Work to do
Render this sentence from the blog post below in Spanish: "I hope I can spark an interest in a few of my students."

Passage shown
>> BEGIN
Ray Bradbury

Ray Bradbury
Ray Bradbury- My Hero

Tuesday, November 8, 2016

Teaching English is Fun- F451

Well, it has been six years since I posted anything and I can't believe my account hasn't been deleted. A lot has happened in those past six years: divorce, marriage, career change, house sold, house bought, kids had... not all exactly in that order or relative in time. Most importantly to this forum I've read a lot of books. Since no one really cares I'll continue to write about it here, where no one really cares :∆)

Now I'm an English teacher and this career suits me well enough. I have patience for kids and I enjoy literature, though my knowledge of grammar and punctuation leave a lot to be desired, as evident by my previous posts. Luckily this masturbatory exercise in self absorption is just for me.

Teaching gives me a look at myself from years on. It allows me to ponder my ignorance, naivete, arrogance and insecurities of this time period. I just don't see them reflected in one student, but in almost every one of them. Books at that point hadn't caught a foothold in my life. I hope I can spark an interest in a few of my students. At the very least I get to read and discuss a few stories and books.
>> END
Data rows
>> BEGIN
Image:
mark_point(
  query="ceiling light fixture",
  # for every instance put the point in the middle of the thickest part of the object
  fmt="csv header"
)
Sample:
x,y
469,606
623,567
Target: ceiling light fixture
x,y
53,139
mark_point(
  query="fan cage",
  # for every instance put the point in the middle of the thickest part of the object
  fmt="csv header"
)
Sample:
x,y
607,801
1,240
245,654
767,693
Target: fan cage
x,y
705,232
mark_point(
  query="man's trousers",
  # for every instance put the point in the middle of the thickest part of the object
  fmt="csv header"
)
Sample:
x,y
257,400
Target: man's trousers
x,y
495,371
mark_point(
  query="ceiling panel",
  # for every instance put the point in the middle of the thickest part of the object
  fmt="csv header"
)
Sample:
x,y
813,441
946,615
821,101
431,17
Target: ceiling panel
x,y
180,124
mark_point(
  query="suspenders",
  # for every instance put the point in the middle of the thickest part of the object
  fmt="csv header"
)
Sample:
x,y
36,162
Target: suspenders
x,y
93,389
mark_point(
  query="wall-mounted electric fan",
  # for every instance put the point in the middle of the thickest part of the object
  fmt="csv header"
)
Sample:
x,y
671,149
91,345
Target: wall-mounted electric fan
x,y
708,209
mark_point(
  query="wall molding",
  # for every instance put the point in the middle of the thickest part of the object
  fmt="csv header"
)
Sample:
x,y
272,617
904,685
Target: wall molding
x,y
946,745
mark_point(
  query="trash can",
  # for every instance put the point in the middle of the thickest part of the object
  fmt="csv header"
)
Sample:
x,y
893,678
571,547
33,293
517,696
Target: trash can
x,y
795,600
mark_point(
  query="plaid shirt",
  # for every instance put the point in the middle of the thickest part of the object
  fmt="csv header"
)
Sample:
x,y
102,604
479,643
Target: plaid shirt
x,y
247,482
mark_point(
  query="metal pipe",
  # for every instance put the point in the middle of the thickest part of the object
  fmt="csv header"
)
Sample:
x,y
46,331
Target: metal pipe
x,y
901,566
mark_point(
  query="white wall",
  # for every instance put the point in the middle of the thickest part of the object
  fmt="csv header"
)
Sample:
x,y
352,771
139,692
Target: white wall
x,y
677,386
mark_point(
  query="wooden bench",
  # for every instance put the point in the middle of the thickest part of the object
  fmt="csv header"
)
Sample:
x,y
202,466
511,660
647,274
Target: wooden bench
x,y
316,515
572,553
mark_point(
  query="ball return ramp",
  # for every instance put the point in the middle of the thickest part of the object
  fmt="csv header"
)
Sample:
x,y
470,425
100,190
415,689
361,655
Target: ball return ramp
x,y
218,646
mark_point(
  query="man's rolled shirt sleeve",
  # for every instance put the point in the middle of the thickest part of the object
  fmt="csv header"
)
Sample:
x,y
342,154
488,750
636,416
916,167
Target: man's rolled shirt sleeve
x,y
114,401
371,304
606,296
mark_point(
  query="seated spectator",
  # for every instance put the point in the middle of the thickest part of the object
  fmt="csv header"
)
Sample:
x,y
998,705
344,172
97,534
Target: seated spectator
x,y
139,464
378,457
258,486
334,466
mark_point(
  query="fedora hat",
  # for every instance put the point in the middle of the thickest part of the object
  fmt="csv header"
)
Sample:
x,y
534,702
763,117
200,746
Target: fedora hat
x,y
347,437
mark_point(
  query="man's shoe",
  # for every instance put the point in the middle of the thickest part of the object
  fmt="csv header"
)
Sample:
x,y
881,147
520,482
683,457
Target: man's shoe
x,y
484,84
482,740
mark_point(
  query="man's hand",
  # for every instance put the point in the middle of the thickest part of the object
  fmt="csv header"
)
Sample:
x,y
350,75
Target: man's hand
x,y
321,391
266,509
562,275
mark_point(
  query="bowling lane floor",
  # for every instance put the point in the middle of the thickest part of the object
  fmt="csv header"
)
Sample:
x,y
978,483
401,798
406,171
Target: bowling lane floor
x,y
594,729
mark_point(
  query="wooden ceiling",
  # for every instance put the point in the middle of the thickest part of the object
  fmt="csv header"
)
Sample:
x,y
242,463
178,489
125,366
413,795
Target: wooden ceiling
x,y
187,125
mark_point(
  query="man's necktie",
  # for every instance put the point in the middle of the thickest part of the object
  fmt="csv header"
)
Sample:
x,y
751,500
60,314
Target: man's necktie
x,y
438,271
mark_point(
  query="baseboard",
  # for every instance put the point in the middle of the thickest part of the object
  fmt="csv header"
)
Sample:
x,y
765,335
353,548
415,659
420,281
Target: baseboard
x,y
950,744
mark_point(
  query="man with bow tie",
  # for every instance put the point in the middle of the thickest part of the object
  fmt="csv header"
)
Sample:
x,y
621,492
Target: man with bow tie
>> END
Solution below
Espero poder despertar el interés de algunos de mis estudiantes.